● **Exercise description**:
Set down every record below exactly as written.

*** Opening Data ***

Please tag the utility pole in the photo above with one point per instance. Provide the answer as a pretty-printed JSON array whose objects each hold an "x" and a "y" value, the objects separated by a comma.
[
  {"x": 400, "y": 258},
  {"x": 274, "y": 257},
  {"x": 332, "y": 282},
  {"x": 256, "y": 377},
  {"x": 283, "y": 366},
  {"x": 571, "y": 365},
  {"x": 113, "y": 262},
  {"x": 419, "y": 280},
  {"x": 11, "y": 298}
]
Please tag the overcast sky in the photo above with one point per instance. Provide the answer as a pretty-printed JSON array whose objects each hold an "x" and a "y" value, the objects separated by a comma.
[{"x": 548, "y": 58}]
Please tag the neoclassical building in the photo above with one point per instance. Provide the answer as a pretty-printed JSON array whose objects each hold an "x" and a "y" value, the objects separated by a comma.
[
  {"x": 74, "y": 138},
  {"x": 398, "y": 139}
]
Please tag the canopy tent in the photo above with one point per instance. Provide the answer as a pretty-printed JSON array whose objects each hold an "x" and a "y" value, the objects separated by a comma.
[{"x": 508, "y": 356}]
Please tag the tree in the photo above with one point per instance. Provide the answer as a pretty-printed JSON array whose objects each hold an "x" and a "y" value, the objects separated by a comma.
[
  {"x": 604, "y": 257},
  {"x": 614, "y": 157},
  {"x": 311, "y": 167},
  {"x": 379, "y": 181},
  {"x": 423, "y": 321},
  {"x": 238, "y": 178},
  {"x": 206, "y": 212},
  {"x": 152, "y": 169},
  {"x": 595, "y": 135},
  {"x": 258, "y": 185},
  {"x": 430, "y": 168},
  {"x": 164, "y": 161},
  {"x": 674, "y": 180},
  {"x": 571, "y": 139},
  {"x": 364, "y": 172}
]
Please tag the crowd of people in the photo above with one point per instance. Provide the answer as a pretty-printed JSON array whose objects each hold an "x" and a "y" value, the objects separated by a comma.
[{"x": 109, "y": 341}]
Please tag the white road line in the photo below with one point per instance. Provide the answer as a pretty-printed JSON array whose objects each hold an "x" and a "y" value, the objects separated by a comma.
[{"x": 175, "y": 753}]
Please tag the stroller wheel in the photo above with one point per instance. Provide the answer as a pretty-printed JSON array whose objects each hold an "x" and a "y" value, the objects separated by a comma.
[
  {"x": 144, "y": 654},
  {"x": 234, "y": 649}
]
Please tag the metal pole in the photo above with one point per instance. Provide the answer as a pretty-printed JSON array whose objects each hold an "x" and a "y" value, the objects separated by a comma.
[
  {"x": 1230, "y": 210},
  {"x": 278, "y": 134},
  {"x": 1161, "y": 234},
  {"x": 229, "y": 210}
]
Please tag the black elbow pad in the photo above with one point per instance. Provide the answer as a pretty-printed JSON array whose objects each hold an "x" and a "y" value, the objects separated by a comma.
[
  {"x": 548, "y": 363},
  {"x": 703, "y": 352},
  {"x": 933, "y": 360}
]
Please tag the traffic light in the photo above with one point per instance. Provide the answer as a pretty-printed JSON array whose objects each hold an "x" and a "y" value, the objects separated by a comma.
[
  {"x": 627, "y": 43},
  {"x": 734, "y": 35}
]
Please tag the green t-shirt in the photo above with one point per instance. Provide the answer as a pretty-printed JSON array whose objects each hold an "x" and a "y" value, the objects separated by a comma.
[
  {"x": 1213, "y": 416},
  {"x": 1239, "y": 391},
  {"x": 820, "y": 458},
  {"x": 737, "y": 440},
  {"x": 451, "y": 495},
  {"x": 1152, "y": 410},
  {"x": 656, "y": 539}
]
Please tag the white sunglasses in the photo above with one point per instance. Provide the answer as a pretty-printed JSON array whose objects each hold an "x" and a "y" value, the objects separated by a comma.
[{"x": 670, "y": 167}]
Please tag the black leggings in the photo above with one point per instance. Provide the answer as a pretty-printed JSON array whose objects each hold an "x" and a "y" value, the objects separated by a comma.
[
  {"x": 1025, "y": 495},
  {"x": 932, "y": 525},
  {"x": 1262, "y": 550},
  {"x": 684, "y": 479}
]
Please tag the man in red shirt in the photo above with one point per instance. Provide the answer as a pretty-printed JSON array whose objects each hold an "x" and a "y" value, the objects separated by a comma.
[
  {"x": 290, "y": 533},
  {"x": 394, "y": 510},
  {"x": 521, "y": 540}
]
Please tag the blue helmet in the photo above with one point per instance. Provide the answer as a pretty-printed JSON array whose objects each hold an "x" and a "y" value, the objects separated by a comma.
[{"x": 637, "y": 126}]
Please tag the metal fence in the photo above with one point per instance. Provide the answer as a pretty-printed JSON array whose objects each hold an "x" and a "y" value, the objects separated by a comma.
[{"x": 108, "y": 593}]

*** Closing Data ***

● **Finished task**:
Please tag the utility pole in the photo above with one point per instance. Provide the answer as a pretty-printed JSON array whose objects each hold an "x" and a "y" value, the objects separated by a comma.
[
  {"x": 400, "y": 258},
  {"x": 274, "y": 257},
  {"x": 332, "y": 282},
  {"x": 256, "y": 377},
  {"x": 283, "y": 366},
  {"x": 571, "y": 365},
  {"x": 113, "y": 262},
  {"x": 419, "y": 280},
  {"x": 11, "y": 298}
]
Please tag the overcast sky in the photo above with one point per instance. Provide the answer as a pretty-printed JSON array whose objects each hold an "x" and a "y" value, the objects separated by a comma.
[{"x": 548, "y": 58}]
Please tag the neoclassical building in the photo above with one point per instance. Provide the answer as a pretty-printed JSON array whose objects each hold an "x" and a "y" value, the objects separated by a comma.
[
  {"x": 74, "y": 138},
  {"x": 398, "y": 139}
]
Please tag the canopy tent in the photo above with one point per instance. Provide the answer as a pretty-printed JSON array whose objects each hold an "x" and a "y" value, the objects separated by a comma.
[{"x": 508, "y": 356}]
Please tag the tree in the photo above with one point per instance. Provide the answer as a pretty-printed JSON array whose objects each hold an "x" and a "y" value, the objects separated by a comma.
[
  {"x": 604, "y": 257},
  {"x": 614, "y": 157},
  {"x": 311, "y": 167},
  {"x": 379, "y": 181},
  {"x": 423, "y": 321},
  {"x": 238, "y": 178},
  {"x": 206, "y": 212},
  {"x": 152, "y": 169},
  {"x": 595, "y": 135},
  {"x": 258, "y": 185},
  {"x": 430, "y": 168},
  {"x": 164, "y": 161},
  {"x": 674, "y": 180},
  {"x": 571, "y": 139},
  {"x": 364, "y": 172}
]
Please tag the crowd of people in the photo above with one point per instance. Provide the answer as a pretty-printed JSON array whose objects each hold an "x" and a "y" value, the objects separated by a comma.
[{"x": 109, "y": 341}]
Please tag the white road line in the photo below with one point per instance. Provide the answer as a pretty-printed JSON array whose objects each hold an "x" and a "y" value, the objects separated by a comma.
[{"x": 175, "y": 753}]
Please tag the stroller wheel in the photo above with one point per instance. Provide the answer as a pretty-printed JSON array whose objects each hold an "x" and a "y" value, the objects separated by a comma.
[
  {"x": 144, "y": 654},
  {"x": 234, "y": 649}
]
Please tag the metal pole in the photo above with one point per instance. Provide the answer as a pretty-printed JSON array whose objects each hold an "x" and a "y" value, the objects separated by a comma.
[
  {"x": 1230, "y": 210},
  {"x": 278, "y": 134},
  {"x": 1161, "y": 234},
  {"x": 229, "y": 210}
]
Please tag the black elbow pad in the photo above with one point per instance. Provide the answer as a pretty-printed JSON array whose objects each hold an "x" and a "y" value, the objects separated by a comma.
[
  {"x": 548, "y": 363},
  {"x": 703, "y": 352},
  {"x": 933, "y": 360}
]
Please tag the traffic light in the photo above with one point per instance. Provide the answer as a pretty-printed JSON array whose objects each hold an "x" and a "y" value, the objects separated by a comma.
[
  {"x": 627, "y": 43},
  {"x": 734, "y": 35}
]
Please tag the green t-shirt in the photo above with one point per instance. Provide the answer as a pretty-printed JSON array whose objects each hold an "x" and a "y" value, the objects separated by a comma.
[
  {"x": 1213, "y": 416},
  {"x": 1239, "y": 391},
  {"x": 820, "y": 458},
  {"x": 737, "y": 440},
  {"x": 451, "y": 495},
  {"x": 1152, "y": 410},
  {"x": 656, "y": 539}
]
Please tag the white sunglasses in the photo above with one point per instance. Provide the answer as a pretty-printed JSON array whose objects each hold an "x" and a "y" value, the objects separated by a comma.
[{"x": 670, "y": 167}]
Please tag the black leggings in the photo above with one point per instance. Provide the answer as a pretty-printed JSON array whose objects each hold an "x" and a "y" value, the objects separated by a comma.
[
  {"x": 1025, "y": 495},
  {"x": 932, "y": 525},
  {"x": 1262, "y": 550},
  {"x": 684, "y": 479}
]
Please tag the man in red shirt in the photo above with one point per instance. Provide the answer as a pretty-printed JSON array whose objects each hold an "x" and a "y" value, the objects separated by a comma.
[
  {"x": 290, "y": 533},
  {"x": 394, "y": 510},
  {"x": 521, "y": 540}
]
Please tag the blue helmet in the photo above with one point per instance. Provide the answer as a pretty-printed JSON array whose objects each hold an "x" and a "y" value, the objects separated by a comma.
[{"x": 637, "y": 126}]
Please tag the metal fence in the photo above with one point per instance. Provide the answer as a pretty-printed JSON array whose objects each hold an "x" and a "y" value, the objects separated by a comma.
[{"x": 108, "y": 593}]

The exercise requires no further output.